Exercise goal:
Render the stretch of data from its first line through the line containing "positive clicks: (553, 160)" as a Markdown table with the columns Row and Line, numbering each line and leaving out blank lines. Include only those lines.

The data:
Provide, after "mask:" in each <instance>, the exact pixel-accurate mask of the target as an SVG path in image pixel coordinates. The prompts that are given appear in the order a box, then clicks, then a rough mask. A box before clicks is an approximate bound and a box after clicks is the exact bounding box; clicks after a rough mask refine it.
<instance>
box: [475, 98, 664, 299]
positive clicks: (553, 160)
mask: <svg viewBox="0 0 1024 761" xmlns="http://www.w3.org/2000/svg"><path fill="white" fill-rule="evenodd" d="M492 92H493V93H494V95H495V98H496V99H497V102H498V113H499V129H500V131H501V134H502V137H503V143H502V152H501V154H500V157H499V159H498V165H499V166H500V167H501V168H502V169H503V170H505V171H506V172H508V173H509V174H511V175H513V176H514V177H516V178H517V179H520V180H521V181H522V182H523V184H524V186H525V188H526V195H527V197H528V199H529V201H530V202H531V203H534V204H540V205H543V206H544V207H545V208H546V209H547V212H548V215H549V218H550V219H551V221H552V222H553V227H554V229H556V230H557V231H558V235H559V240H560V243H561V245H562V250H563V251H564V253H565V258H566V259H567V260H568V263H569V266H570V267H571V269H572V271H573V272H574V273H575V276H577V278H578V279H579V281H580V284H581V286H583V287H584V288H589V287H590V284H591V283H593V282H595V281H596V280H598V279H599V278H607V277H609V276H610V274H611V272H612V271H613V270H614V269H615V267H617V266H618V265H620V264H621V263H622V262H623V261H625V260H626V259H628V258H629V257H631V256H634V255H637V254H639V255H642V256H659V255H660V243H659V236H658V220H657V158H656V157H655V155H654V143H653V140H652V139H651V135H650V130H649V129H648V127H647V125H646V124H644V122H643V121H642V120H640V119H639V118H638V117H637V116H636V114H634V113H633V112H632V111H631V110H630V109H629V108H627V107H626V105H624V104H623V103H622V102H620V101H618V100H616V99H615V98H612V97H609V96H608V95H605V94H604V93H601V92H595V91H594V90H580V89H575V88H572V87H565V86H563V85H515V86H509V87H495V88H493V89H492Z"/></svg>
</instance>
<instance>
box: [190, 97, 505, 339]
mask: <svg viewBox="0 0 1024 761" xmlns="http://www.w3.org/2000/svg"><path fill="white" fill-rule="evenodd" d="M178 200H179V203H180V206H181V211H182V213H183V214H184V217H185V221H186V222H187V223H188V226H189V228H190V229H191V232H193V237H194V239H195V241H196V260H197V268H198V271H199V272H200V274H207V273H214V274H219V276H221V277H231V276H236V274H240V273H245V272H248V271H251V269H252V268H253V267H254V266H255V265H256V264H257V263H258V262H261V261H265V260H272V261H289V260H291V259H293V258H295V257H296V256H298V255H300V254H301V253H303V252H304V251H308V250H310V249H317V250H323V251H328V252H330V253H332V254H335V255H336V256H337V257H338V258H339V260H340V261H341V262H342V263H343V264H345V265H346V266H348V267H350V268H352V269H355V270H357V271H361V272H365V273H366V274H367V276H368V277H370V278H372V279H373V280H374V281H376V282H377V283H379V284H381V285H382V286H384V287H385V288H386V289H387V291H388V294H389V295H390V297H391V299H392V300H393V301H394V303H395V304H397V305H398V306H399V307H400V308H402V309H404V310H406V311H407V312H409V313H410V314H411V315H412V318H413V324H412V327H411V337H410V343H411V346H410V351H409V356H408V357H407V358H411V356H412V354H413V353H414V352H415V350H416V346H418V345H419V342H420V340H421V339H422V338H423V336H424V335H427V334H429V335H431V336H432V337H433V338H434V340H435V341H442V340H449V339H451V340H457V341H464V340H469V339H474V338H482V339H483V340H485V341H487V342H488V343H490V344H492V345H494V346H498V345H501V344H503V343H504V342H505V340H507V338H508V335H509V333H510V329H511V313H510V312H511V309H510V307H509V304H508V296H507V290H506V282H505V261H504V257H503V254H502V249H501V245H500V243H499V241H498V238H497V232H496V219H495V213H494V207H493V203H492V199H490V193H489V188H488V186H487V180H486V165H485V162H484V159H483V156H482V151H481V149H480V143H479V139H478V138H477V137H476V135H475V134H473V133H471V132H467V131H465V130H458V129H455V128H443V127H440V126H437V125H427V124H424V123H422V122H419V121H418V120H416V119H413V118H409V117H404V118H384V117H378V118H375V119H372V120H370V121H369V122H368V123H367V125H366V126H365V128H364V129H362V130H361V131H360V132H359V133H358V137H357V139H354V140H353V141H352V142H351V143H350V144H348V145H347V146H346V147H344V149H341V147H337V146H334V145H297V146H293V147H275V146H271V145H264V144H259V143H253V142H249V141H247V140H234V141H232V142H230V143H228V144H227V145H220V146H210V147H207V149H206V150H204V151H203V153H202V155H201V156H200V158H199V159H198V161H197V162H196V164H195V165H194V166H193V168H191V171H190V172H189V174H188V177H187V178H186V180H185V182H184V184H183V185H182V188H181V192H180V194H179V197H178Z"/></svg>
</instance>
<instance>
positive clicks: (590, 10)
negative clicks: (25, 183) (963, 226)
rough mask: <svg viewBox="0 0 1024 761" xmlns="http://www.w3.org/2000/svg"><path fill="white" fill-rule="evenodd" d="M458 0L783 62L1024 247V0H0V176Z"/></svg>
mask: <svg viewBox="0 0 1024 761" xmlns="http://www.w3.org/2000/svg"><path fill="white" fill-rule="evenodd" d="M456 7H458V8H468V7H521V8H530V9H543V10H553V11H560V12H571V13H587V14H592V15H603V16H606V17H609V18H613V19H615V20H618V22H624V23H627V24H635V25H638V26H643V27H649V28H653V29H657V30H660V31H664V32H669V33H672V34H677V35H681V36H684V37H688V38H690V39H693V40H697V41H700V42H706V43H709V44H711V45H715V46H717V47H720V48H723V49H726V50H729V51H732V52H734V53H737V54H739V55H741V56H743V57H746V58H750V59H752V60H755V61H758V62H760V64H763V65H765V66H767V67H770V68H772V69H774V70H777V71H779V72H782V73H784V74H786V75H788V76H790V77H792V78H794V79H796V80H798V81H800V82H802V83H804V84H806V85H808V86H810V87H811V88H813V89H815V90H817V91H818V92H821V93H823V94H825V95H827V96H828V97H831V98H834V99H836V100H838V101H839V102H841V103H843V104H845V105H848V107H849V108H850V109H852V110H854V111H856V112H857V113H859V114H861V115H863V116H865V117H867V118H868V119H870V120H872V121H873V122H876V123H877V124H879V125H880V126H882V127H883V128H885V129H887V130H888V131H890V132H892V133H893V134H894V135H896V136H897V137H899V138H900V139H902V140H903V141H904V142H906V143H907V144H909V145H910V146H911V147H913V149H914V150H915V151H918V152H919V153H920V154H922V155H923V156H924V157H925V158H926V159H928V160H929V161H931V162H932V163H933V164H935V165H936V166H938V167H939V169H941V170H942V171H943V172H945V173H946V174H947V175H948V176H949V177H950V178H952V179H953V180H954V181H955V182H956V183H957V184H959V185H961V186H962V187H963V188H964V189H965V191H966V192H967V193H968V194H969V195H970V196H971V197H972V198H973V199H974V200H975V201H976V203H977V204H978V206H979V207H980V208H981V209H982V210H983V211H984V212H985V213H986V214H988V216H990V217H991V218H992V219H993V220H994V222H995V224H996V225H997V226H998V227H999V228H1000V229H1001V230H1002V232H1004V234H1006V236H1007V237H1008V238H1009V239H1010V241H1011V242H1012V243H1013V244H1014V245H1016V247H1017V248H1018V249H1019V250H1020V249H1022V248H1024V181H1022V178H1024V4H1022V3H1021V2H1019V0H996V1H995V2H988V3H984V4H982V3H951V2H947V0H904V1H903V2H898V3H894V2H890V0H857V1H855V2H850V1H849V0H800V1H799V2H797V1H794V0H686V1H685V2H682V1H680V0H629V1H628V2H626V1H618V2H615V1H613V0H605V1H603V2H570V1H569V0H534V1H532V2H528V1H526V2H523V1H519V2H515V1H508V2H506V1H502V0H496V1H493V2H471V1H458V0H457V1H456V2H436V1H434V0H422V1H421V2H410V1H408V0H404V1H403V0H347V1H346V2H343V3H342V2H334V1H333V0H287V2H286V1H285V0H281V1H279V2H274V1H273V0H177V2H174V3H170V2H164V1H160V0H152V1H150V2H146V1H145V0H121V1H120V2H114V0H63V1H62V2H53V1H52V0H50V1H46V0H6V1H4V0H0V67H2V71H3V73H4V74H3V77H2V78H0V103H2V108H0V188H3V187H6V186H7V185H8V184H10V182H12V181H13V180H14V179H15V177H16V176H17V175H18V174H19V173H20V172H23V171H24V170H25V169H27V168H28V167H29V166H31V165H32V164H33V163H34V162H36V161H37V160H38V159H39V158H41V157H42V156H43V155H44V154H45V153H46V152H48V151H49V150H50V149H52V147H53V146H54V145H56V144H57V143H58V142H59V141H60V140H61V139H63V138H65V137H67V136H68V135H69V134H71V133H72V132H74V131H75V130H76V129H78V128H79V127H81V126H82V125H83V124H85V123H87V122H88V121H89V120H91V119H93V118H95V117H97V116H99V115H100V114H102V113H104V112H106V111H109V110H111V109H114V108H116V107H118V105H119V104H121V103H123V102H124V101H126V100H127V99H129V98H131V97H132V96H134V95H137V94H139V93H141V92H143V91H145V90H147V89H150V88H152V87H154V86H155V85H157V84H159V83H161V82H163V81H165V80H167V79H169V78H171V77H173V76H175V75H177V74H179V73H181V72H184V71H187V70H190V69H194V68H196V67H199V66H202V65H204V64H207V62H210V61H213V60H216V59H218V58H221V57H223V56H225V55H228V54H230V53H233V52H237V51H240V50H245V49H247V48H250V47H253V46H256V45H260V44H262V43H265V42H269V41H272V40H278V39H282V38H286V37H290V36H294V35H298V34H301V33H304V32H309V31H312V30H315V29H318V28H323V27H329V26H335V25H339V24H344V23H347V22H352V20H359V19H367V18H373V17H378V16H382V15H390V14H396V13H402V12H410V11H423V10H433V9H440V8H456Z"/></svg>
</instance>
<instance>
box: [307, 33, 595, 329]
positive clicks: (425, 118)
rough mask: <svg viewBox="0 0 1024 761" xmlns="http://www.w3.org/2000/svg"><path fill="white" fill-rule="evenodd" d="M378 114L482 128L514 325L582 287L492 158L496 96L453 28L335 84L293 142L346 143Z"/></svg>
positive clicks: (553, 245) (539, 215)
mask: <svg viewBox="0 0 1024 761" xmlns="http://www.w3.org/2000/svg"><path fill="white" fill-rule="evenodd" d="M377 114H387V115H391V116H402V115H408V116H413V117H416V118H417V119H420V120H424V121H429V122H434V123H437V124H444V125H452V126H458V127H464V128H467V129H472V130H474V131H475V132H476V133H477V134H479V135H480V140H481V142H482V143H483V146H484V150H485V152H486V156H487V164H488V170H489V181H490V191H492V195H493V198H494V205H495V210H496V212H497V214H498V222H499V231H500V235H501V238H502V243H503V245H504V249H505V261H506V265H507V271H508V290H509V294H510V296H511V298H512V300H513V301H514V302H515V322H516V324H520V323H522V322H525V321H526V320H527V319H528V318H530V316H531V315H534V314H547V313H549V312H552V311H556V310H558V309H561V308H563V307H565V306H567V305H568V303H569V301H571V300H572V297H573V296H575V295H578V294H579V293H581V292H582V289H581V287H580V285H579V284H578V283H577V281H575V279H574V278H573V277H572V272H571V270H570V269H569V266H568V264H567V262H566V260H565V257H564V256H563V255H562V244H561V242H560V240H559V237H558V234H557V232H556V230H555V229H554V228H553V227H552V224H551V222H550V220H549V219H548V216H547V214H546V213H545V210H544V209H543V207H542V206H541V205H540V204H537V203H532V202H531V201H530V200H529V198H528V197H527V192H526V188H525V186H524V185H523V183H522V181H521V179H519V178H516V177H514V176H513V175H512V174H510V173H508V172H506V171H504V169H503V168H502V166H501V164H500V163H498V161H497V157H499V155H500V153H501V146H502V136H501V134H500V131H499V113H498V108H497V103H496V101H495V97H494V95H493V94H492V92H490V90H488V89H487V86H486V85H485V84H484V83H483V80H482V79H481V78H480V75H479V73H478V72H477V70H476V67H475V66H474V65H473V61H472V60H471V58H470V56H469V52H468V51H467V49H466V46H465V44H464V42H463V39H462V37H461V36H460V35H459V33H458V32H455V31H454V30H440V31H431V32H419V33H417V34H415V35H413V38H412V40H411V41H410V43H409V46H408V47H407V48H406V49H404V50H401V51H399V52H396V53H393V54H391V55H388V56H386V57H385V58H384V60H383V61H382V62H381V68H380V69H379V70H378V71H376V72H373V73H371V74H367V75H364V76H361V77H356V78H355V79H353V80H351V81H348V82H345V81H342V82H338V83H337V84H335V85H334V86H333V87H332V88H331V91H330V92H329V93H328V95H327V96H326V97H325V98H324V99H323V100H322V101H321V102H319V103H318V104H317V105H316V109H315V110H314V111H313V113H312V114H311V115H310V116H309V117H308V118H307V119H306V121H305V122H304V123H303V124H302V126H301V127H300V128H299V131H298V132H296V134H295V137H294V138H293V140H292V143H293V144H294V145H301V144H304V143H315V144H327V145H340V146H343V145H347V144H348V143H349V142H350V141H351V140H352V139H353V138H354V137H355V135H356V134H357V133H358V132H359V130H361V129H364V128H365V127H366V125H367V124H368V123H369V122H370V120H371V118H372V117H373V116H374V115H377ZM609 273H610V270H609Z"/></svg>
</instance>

Exercise result:
| Row | Line |
|---|---|
| 1 | Provide, after "mask:" in each <instance>, the exact pixel-accurate mask of the target as an SVG path in image pixel coordinates. The prompts that are given appear in the order a box, then clicks, then a rough mask. A box before clicks is an approximate bound and a box after clicks is the exact bounding box; clicks after a rough mask refine it. |
| 2 | <instance> |
| 3 | box: [475, 98, 664, 299] |
| 4 | positive clicks: (553, 160) |